Extrait fourni ▸
- - -

Boire & manger

Eddu, le whisky breton qui n’en fait qu’à sa tête

Temps de lecture : 5 min

Près de Quimper, à la Distillerie des Menhirs, la famille Le Lay fabrique selon des méthodes uniques un whisky de blé noir qui ne ressemble à aucun autre et cartonne auprès des amateurs.

Kevin, Erwan, Loig les trois frères Le Lay I Christine Lambert
Kevin, Erwan, Loig les trois frères Le Lay I Christine Lambert

C’était son idée. Son bébé, sa consécration. Alors, forcément, au moment de raconter la genèse d’Eddu, «son» whisky breton élaboré à base de blé noir, il renvoie sans façon dans leur caisse ses fils qui tentent parfois de corriger la version paternelle en levant les yeux au ciel. Un sacré personnage, Guy Le Lay, ancien prof de maths, incapable de tortiller de la langue avant de traiter son prochain de couillon, tête de pioche plus dure que le cul de ses alambics, et qui a bien compris qu’il ne fallait jamais laisser à autrui le soin d’écrire sa propre histoire, a fortiori sa légende.

La distillation chez les Le Lay est bel et bien une histoire de famille, mais c’est à l’origine une histoire de femme. Francès, l’arrière-grand-mère de Guy, s’équipa la première d’un alambic monté sur roues, racheté d’occase à un brocanteur en 1921 et capable de vous pisser en trois heures 300 litres de cidre réduits en lambig (le calvados breton). La bouilleuse de cru ambulante sillonnait la Bretagne de ferme en ferme, distillant la barrique que chaque paysan pouvait escamoter au fisc en vertu d’un privilège qui tombera en 1960.

- - -

Données ▸
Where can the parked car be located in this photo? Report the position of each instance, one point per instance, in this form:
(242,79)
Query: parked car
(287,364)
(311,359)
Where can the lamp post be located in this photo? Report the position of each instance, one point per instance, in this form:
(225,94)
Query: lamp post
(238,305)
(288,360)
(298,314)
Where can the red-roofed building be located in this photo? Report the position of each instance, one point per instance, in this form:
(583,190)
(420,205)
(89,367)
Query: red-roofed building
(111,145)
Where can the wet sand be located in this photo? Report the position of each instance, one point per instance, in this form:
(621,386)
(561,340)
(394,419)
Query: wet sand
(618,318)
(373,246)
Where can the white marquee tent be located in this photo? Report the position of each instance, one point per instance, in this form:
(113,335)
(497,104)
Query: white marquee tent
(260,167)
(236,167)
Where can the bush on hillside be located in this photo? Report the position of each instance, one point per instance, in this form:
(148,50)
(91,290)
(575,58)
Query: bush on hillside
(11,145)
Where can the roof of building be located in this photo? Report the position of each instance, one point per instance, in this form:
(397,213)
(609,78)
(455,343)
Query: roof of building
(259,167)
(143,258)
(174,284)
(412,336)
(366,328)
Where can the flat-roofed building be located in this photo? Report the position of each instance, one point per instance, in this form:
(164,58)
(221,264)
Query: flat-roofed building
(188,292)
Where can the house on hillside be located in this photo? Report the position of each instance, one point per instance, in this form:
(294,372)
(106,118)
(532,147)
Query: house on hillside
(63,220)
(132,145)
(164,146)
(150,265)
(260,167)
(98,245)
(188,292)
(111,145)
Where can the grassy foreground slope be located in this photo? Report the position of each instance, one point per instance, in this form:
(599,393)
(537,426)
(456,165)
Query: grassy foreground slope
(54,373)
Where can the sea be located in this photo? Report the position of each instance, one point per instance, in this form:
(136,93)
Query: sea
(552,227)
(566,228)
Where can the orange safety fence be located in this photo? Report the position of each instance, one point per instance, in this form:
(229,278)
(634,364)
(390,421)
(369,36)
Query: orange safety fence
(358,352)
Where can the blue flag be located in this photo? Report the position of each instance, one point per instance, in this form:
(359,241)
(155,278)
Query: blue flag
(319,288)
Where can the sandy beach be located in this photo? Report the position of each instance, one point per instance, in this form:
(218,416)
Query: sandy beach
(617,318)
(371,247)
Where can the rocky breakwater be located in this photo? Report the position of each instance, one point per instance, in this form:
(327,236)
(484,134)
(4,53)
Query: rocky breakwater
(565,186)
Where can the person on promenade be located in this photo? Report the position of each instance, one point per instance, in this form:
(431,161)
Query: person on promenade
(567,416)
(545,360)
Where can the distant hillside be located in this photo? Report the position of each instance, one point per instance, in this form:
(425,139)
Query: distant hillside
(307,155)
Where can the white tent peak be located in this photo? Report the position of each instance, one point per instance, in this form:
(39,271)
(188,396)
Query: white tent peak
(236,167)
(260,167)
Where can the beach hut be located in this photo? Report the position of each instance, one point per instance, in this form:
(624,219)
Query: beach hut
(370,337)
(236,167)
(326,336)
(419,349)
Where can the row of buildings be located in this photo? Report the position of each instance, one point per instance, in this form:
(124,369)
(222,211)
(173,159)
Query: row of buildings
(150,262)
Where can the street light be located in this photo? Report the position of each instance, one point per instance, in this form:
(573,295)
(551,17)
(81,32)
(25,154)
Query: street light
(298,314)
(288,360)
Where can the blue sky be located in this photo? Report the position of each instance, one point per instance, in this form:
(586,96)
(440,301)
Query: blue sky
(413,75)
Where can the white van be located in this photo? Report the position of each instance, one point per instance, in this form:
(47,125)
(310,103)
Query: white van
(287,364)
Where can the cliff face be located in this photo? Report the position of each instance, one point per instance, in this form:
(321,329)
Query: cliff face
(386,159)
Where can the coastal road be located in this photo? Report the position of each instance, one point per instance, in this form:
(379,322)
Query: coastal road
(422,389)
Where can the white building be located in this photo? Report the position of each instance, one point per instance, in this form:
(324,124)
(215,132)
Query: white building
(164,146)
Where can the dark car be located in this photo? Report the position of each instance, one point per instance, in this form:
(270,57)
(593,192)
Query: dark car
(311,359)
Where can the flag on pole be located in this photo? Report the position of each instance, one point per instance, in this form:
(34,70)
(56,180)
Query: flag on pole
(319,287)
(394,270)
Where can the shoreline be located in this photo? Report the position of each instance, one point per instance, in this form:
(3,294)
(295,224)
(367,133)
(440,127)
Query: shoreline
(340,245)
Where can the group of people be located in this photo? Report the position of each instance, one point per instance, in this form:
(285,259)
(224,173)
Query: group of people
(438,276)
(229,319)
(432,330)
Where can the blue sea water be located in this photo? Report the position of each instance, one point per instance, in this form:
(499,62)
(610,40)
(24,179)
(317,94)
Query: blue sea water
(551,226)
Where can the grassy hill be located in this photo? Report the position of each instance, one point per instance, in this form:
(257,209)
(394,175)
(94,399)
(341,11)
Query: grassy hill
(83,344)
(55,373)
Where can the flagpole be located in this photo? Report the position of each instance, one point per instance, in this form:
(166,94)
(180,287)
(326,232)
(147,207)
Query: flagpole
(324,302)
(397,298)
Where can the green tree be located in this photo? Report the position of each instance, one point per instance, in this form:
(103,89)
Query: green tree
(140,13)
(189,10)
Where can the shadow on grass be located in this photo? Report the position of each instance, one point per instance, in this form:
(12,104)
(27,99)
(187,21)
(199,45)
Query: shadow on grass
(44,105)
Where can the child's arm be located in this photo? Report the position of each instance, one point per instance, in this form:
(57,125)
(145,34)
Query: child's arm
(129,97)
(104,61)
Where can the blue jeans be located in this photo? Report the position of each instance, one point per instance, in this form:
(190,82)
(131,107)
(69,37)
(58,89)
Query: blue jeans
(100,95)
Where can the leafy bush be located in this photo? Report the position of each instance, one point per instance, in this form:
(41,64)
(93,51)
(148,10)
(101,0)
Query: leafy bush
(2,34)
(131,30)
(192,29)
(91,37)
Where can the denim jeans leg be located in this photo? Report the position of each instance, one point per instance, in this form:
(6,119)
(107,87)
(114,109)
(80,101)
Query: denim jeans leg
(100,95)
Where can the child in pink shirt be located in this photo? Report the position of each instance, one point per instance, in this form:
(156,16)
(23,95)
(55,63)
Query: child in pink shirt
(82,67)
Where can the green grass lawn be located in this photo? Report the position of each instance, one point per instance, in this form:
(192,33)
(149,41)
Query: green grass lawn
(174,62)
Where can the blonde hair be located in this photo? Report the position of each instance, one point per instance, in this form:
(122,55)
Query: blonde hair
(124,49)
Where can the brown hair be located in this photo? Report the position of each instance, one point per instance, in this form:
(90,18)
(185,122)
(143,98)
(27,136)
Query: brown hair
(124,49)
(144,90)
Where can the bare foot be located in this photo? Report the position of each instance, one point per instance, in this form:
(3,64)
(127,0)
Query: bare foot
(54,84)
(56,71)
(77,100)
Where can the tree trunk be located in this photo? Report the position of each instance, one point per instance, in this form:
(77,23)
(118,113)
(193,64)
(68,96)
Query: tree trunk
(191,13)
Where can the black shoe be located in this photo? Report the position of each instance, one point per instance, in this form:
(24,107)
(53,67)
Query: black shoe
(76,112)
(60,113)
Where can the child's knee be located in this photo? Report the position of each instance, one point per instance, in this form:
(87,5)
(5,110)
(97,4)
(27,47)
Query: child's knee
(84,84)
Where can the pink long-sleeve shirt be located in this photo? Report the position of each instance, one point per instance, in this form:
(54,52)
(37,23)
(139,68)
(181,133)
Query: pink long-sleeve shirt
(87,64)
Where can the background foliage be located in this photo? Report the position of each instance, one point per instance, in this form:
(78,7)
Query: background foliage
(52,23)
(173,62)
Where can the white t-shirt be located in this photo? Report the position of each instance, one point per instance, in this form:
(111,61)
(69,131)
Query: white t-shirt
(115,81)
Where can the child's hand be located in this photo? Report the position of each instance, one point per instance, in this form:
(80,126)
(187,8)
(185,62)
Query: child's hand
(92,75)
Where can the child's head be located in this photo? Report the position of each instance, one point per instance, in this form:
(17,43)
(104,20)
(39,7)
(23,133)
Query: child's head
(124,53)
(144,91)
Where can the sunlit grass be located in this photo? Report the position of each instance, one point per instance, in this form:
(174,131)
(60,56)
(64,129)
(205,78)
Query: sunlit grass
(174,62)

- - -

Exercice écrit 1 ▸ Recopiez, dans l'article sur le whisky Eddu, le passage allant de « C’était son idée. » jusqu'à « fortiori sa légende. ».
Exercice écrit 2 ▸ D'après l'article sur le whisky Eddu, en quelle année Francès a-t-elle racheté à un brocanteur son alambic monté sur roues ?
Exercice écrit 3 ▸ Écrivez la suite de l'article sur le whisky Eddu à partir de sa dernière phrase.

Corrigé 1 ▸
C’était son idée. Son bébé, sa consécration. Alors, forcément, au moment de raconter la genèse d’Eddu, «son» whisky breton élaboré à base de blé noir, il renvoie sans façon dans leur caisse ses fils qui tentent parfois de corriger la version paternelle en levant les yeux au ciel. Un sacré personnage, Guy Le Lay, ancien prof de maths, incapable de tortiller de la langue avant de traiter son prochain de couillon, tête de pioche plus dure que le cul de ses alambics, et qui a bien compris qu’il ne fallait jamais laisser à autrui le soin d’écrire sa propre histoire, a fortiori sa légende.

Corrigé 2 ▸ En 1921.

Corrigé 3 ▸
Les deux alambics historiques, à droite celui de Francès I DR

Les alambics se transmettent de génération en génération, mais il faut attendre 1986 pour en démonter définitivement les roues, ou plutôt les ranger dans ce coin de hangar qui sert à mesurer les rêves. Cette année-là, la Distillerie des Menhirs sort de terre à Plomelin, près de Quimper, pas très loin d’une fin de terre que vient claquer l’Atlantique. Près des 40 hectares de vergers familiaux, surtout. Pourtant, au retour d’un voyage en Écosse où il a visité Dalwhinnie et Dalmore, Guy Le Lay se dit que le futur est moins dans le pommeau que dans le whisky.

«Mais on avait trois cents ans de retard avec l’orge, soupire-t-il sans s’arrêter sur cette anachronique vision de l’avenir. L’idée d’Eddu m’est venue en traversant des champs de sarrasin dans le coin: j’allais fabriquer le premier whisky de blé noir.»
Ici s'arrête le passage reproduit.